Lay out the entries below as a two-column CSV with the header instruction,response, one row per entry. Put each entry's text under instruction and its answer under response, quote every field, turn line breaks into spaces, and leave the pictures out.

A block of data
──────
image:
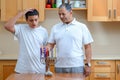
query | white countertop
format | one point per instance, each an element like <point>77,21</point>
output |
<point>94,57</point>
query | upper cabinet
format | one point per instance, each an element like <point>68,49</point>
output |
<point>75,4</point>
<point>11,8</point>
<point>103,10</point>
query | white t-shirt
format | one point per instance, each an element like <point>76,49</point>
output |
<point>69,39</point>
<point>30,41</point>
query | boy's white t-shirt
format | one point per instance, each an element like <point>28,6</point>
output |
<point>69,39</point>
<point>30,41</point>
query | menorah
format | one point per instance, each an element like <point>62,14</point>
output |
<point>48,58</point>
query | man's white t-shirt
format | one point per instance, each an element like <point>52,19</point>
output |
<point>30,41</point>
<point>69,39</point>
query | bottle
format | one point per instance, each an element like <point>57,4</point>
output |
<point>58,3</point>
<point>54,4</point>
<point>48,5</point>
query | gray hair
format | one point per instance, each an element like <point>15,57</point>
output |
<point>67,6</point>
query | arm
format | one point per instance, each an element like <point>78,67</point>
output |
<point>11,22</point>
<point>88,54</point>
<point>50,45</point>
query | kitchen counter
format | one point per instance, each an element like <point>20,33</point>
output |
<point>55,76</point>
<point>94,57</point>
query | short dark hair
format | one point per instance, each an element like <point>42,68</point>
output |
<point>31,13</point>
<point>67,6</point>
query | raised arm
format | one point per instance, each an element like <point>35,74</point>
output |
<point>9,25</point>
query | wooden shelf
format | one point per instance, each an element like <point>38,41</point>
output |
<point>73,8</point>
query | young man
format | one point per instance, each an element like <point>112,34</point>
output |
<point>70,36</point>
<point>31,37</point>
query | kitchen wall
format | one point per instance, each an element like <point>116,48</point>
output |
<point>106,35</point>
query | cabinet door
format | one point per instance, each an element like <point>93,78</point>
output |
<point>6,68</point>
<point>116,10</point>
<point>37,4</point>
<point>117,70</point>
<point>10,8</point>
<point>99,10</point>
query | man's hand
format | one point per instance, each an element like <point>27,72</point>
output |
<point>87,71</point>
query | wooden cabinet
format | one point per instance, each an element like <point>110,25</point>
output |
<point>11,8</point>
<point>103,70</point>
<point>103,10</point>
<point>118,70</point>
<point>6,68</point>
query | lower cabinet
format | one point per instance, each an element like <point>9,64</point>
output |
<point>6,68</point>
<point>103,70</point>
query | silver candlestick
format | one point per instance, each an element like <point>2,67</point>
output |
<point>48,58</point>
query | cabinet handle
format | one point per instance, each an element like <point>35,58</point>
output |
<point>118,68</point>
<point>109,14</point>
<point>101,62</point>
<point>102,75</point>
<point>114,13</point>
──────
### [Response to this task]
instruction,response
"image: query | white countertop format | one point per instance, each an element like <point>77,21</point> output |","<point>94,57</point>"
"query | upper cabinet format | one point per instance, each an element like <point>68,49</point> output |","<point>75,4</point> <point>11,8</point> <point>103,10</point>"
"query | white t-shirt format | one point per instance, each an element like <point>76,49</point> output |","<point>69,39</point> <point>30,41</point>"
"query | boy's white t-shirt format | one point per instance, each an element like <point>28,6</point> output |","<point>69,39</point> <point>30,41</point>"
"query | menorah format | one point per instance, each an element like <point>62,14</point> output |","<point>48,58</point>"
"query | man's white t-shirt format | one point per instance, each an element like <point>52,19</point> output |","<point>30,41</point> <point>69,39</point>"
"query | bottle format | one point per instance, each an element like <point>57,4</point> output |","<point>58,3</point> <point>54,4</point> <point>48,5</point>"
"query | gray hair format | one point per instance, each an element like <point>15,57</point> output |","<point>67,6</point>"
"query | arm format | one point per instance, each an element like <point>78,67</point> output |","<point>11,22</point> <point>88,54</point> <point>50,45</point>"
"query | kitchen counter format | one point per instance, each an element like <point>20,33</point> output |","<point>55,76</point> <point>94,57</point>"
"query | short dark hair format | one point per instance, each an element like <point>42,68</point> output |","<point>31,13</point> <point>67,6</point>"
"query | raised arm format | one point per instance, each an element like <point>35,74</point> output |","<point>9,25</point>"
"query | wooden shelf format | one point per instance, each an element like <point>38,41</point> output |","<point>73,8</point>"
"query | young man format | one point per instance, each an element like <point>112,34</point> output |","<point>70,36</point> <point>31,37</point>"
"query | kitchen wall format | one point per instance, each an element like <point>116,48</point> output |","<point>106,35</point>"
"query | cabinet door format | one point per instance, each an element like <point>93,78</point> output |","<point>6,68</point> <point>116,10</point> <point>37,4</point> <point>117,70</point> <point>10,8</point> <point>99,10</point>"
"query | man's hand format | one point per instance, each an element like <point>27,72</point> output |","<point>87,71</point>"
"query | wooden cabinet format | one point per instance, each an element like <point>110,25</point> output |","<point>11,8</point> <point>103,70</point> <point>103,10</point> <point>118,70</point> <point>6,68</point>"
"query | lower cabinet format | one point per instance, each an element like <point>9,64</point> output |","<point>6,68</point> <point>103,70</point>"
"query | silver candlestick format | one point per instance, each an element like <point>2,67</point> output |","<point>48,58</point>"
"query | cabinet handle format | one point per instance, each an element like <point>35,58</point> output |","<point>118,68</point> <point>109,14</point> <point>101,62</point> <point>102,75</point> <point>114,13</point>"